What you have to do:
Collect all lines below with the string "vegetation".

%%

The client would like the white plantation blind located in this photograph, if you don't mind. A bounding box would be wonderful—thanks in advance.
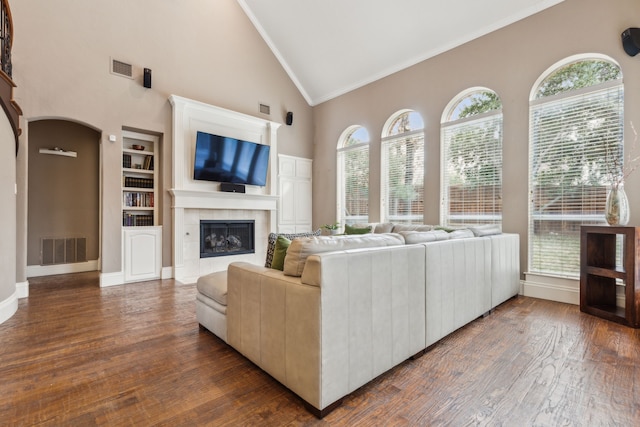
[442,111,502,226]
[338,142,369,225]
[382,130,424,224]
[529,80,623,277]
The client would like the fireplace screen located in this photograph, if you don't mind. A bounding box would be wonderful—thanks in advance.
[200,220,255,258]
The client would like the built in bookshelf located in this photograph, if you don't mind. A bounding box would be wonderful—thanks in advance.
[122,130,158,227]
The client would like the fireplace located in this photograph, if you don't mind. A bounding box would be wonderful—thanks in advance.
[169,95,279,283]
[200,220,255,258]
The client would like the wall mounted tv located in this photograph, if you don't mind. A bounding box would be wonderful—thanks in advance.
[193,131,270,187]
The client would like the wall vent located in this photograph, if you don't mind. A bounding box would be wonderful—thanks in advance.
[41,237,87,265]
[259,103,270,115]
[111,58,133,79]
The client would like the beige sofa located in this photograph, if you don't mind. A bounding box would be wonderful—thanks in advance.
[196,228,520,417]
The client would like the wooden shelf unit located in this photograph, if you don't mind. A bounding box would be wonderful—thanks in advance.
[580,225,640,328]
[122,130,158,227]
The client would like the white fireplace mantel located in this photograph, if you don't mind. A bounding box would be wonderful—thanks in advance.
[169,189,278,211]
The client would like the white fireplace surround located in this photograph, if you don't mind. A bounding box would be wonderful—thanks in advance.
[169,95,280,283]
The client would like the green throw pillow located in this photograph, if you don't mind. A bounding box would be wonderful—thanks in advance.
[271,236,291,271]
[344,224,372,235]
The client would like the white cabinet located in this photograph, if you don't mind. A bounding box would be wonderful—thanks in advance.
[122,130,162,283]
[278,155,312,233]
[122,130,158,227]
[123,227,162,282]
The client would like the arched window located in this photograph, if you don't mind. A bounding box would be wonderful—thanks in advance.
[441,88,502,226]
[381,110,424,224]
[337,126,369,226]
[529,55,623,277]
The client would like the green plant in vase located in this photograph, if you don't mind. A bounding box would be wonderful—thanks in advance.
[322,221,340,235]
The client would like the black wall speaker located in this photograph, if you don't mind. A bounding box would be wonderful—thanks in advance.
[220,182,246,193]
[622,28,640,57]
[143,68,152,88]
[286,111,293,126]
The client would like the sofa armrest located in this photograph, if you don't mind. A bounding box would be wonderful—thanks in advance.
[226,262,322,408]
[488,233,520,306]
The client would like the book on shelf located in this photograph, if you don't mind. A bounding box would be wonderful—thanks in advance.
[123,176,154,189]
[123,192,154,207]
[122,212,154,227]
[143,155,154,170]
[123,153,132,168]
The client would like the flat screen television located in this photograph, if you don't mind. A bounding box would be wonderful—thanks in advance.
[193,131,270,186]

%%
%%

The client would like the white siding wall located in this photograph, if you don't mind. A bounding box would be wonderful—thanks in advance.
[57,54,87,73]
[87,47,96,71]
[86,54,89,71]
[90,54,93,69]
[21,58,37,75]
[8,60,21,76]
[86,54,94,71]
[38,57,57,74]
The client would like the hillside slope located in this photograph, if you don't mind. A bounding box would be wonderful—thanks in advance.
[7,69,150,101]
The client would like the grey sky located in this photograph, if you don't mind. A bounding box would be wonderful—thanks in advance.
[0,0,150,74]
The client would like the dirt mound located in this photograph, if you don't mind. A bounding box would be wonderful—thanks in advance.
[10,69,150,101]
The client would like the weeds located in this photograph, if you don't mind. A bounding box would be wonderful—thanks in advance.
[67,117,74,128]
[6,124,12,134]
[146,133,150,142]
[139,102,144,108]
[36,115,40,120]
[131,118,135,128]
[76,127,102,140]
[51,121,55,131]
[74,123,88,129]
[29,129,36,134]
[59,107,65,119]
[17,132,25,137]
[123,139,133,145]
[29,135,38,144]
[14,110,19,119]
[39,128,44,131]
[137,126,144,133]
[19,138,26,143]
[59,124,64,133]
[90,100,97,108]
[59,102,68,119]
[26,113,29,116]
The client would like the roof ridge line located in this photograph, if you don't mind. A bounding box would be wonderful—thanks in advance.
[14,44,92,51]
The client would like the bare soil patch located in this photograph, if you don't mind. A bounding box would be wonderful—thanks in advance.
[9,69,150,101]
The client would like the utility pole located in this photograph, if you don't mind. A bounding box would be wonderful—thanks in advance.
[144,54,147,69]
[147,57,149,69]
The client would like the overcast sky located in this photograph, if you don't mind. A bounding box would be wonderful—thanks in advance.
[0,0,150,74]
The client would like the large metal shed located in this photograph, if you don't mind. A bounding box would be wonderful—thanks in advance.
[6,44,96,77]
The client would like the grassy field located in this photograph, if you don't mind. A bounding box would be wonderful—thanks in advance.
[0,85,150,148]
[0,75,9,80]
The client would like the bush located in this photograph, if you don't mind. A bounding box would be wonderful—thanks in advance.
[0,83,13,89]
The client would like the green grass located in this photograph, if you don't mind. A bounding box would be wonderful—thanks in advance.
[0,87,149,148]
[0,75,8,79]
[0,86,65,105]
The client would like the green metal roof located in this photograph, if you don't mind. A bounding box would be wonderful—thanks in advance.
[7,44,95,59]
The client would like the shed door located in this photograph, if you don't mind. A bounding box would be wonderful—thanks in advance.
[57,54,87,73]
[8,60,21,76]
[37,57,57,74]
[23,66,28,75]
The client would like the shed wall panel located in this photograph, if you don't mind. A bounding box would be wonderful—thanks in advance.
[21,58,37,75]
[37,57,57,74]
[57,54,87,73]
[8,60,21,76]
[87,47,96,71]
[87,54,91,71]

%%
%%

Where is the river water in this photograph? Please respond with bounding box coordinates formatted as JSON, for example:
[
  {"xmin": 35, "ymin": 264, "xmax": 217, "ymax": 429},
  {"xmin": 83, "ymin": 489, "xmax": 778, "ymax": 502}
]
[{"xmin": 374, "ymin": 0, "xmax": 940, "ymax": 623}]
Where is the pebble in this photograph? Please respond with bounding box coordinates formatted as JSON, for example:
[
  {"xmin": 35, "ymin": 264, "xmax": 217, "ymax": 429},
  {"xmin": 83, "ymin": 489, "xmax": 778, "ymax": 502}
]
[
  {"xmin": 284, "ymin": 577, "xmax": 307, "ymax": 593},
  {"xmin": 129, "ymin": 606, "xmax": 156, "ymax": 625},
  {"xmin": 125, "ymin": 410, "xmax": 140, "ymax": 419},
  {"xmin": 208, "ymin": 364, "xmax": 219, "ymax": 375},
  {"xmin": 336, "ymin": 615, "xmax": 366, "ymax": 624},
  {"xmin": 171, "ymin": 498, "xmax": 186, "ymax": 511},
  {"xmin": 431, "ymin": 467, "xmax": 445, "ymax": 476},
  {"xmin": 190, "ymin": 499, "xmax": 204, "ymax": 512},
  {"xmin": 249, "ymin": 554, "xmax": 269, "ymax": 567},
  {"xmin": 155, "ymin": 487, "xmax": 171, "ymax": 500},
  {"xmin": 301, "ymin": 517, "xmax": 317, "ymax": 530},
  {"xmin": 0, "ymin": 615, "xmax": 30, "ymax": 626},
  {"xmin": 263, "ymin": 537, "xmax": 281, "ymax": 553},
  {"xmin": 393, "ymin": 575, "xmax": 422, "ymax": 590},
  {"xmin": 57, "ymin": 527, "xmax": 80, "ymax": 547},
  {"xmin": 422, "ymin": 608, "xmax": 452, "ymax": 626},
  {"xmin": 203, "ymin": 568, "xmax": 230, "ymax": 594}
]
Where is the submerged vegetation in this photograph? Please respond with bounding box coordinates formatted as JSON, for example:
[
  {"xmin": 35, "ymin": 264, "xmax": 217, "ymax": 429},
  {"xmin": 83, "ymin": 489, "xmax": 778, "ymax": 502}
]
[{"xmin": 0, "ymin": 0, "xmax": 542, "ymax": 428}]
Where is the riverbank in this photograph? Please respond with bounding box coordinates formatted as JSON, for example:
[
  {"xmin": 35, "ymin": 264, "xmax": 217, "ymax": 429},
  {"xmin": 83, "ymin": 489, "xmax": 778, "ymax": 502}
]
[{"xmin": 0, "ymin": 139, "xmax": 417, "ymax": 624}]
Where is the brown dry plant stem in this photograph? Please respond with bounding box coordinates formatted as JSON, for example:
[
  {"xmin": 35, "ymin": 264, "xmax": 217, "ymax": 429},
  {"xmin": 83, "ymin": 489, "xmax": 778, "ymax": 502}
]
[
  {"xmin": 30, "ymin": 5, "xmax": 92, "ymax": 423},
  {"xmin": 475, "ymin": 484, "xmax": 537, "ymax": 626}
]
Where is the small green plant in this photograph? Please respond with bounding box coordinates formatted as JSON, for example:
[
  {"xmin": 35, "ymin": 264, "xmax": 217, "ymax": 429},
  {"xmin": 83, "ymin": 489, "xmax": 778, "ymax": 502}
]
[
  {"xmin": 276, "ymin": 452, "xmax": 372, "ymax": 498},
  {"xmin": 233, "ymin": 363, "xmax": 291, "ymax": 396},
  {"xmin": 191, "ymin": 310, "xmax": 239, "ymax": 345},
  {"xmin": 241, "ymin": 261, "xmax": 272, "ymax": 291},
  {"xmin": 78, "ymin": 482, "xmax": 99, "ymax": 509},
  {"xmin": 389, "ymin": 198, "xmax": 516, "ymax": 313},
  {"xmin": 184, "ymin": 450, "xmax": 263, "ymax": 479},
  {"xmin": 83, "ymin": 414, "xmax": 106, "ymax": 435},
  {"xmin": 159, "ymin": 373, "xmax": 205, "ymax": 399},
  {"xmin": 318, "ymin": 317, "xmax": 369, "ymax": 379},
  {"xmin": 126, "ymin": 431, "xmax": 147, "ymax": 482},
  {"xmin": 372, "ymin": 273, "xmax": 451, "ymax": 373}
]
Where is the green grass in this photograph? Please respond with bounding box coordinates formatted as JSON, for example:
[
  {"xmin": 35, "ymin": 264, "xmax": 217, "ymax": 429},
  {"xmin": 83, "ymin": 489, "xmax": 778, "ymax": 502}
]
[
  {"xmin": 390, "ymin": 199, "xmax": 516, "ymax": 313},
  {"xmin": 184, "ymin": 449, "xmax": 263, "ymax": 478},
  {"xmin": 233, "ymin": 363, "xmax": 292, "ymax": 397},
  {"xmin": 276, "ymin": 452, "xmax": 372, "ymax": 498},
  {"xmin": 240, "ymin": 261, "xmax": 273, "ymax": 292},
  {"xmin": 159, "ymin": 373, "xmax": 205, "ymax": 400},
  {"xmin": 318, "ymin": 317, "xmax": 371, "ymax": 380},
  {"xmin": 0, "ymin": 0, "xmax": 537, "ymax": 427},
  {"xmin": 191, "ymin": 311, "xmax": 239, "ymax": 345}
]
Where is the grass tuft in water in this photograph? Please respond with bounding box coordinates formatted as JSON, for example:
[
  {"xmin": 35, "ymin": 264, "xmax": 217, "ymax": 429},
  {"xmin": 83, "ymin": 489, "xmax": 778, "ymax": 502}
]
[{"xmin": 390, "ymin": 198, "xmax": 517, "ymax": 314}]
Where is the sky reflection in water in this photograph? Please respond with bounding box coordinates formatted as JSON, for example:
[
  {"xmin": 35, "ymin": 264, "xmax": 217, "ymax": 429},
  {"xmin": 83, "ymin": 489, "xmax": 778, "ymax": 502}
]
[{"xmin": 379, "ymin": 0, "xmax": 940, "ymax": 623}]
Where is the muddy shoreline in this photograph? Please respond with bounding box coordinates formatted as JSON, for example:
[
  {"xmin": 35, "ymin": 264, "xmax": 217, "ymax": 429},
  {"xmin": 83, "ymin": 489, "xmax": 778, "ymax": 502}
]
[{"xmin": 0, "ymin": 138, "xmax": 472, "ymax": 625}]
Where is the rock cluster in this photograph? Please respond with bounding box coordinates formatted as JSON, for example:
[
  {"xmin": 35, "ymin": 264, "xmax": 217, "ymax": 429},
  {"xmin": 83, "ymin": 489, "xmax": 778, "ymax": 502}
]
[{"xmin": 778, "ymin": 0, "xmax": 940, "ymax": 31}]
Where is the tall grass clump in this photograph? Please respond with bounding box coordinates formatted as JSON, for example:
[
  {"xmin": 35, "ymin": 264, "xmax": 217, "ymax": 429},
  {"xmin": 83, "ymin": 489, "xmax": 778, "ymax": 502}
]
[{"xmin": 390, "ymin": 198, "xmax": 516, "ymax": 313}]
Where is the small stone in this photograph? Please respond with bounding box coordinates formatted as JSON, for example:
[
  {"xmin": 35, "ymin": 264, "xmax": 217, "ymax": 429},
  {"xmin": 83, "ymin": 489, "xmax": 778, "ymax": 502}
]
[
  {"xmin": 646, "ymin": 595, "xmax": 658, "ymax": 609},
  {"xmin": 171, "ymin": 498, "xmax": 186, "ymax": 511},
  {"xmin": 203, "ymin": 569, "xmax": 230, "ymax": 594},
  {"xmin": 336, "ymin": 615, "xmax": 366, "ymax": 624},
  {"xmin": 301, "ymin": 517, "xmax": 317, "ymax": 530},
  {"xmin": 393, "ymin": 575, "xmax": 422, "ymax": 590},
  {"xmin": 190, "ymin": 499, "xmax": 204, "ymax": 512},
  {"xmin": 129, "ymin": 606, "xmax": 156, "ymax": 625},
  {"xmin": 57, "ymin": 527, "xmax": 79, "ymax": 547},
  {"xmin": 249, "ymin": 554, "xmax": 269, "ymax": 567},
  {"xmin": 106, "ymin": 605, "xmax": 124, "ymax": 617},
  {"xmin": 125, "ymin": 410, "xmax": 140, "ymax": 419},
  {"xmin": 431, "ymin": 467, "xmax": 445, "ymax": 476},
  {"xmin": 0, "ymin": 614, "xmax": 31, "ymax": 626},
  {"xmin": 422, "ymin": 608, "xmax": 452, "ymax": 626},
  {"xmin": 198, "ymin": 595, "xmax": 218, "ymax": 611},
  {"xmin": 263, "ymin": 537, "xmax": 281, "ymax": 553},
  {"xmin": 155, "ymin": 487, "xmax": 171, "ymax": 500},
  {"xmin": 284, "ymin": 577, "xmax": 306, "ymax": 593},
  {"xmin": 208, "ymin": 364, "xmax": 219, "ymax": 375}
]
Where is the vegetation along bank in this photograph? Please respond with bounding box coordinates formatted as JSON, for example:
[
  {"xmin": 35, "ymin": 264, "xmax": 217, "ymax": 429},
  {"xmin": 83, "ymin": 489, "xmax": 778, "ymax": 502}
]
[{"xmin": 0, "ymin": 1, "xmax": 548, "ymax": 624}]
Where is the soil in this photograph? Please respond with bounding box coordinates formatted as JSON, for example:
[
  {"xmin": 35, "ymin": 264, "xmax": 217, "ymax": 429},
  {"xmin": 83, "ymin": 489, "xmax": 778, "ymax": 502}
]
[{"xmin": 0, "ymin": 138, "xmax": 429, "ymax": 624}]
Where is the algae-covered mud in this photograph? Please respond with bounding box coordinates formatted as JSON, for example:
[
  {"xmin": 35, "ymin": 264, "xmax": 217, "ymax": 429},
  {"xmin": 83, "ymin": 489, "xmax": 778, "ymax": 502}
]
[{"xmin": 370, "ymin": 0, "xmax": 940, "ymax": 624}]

%%

Written answer:
Where is the submerged vegetation in this photograph? Please respond with bounding box coordinates formatted as JSON, for example:
Where is the vegetation along bank in this photograph? Please respond with bounding box coordinates formatted as JSON, for example:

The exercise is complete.